You are viewing a plain text version of this content. The canonical link for it is here.
Posted to dev@geode.apache.org by "Yang, Dong [GTSUS Non-J&J]" <dy...@ITS.JNJ.com> on 2018/10/18 13:00:47 UTC

About JIRA GEODE-5896

Hi,

I am Dong Yang, and my apache account is twosand.  What we are using Gemfire is not commonly usage scenario in other company, it's more like a OLTP and OLAP mixed scenario. The concept is very similar to using Spark-Gemfire connect, we have some server-side function that can shuffle data from server to client as stream style. And we encountered the thread lock issue in different environments. Before we use Gemfire8 , now we are upgrading to GemFrie9.
About GEODE-5896, it's very important usage for us, and I think the same for others if they want using spark to connect to Gemfire. Now we just do some patch at client-side the force the meta ready before function executed. But the perfect solution should fix some sever-side code.
I can share what I found and where I want to fix, you can review it , resonale or not . Fix it by current geode team or I can do it as a contributor.



Dong Yang, Dong [GTSUS Non-J&J
Thanks

Re: About JIRA GEODE-5896

Posted by Bruce Schuchardt <bs...@pivotal.io>.

(Data records)
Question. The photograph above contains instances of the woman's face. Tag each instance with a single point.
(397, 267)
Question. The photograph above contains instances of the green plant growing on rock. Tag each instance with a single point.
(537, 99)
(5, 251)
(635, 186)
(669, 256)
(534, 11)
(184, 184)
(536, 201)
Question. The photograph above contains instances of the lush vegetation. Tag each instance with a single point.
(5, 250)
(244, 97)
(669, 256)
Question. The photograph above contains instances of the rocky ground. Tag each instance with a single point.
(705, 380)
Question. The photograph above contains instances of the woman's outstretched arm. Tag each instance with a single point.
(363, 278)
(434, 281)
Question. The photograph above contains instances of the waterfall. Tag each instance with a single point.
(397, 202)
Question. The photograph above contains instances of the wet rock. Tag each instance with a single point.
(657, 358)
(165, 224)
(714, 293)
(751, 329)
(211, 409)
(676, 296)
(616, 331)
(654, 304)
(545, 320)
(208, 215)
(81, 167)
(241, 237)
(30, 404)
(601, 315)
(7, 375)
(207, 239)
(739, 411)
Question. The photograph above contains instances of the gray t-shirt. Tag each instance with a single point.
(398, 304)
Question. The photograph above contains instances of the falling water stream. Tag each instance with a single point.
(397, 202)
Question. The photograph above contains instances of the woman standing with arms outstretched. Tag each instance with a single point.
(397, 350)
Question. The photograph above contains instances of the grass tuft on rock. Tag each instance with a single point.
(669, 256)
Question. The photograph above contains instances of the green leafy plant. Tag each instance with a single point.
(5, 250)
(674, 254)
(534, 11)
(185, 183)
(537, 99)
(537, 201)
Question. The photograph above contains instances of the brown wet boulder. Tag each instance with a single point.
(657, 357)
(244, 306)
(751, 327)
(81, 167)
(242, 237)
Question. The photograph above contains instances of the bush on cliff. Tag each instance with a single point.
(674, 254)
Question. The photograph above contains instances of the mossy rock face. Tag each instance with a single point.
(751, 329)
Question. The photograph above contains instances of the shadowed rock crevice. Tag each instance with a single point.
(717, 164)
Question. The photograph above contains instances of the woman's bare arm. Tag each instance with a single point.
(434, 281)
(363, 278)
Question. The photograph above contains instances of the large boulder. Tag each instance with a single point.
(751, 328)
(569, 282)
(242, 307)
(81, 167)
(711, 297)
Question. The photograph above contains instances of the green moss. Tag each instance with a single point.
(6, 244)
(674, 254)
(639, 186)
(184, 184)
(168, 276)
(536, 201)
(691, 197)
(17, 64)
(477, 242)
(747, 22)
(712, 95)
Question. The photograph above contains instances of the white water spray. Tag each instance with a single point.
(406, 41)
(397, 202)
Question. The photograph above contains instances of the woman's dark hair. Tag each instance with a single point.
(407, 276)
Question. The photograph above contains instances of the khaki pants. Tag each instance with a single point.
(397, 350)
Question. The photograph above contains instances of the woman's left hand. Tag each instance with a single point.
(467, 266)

• _TASK LIST_:
a: In the mailing-list thread about GEODE-5896, what is Dong Yang's Apache account name?
b: Please carry the GEODE-5896 mailing-list thread forward from its final sentence by writing the reply it introduces.

• _EXERCISE RESULTS_:
a: twosand

b:
Submit a PR and it will run precheckin for you.  The precheckin run will 
be much faster than running it yourself.

All you need to do before submitting a pull request is make sure the 
"build" task has no errors.


On 10/25/18 2:42 AM, Yang, Dong [GTSUS Non-J&J] wrote:
>
> Hi
>
> I already finish the code and test show it’s fine. Now the prechecking 
> step I need some suggestion..
>
> Is it possible make it faster? Some config or tricks
>
> It cost 3 hours and just 40% progress.. and seems some database 
> related case failed but actually nothing change on them.
>
> Thanks
>
> Dong
>
> *From:* Patrick Rhomberg <pr...@apache.org>
> *Sent:* Tuesday, October 23, 2018 4:46 PM
> *To:* dev@geode.apache.org; Yang, Dong [GTSUS Non-J&J] 
> <dy...@its.jnj.com>
> *Subject:* [EXTERNAL] Re: About JIRA GEODE-5896
>
> > Think I need finish the test code before create pull request.
>
> We have integrations into GitHub that launch precheckin testing in our 
> continuous integration Concourse pipelines.  PR status hooks updated 
> when tests pass or fail.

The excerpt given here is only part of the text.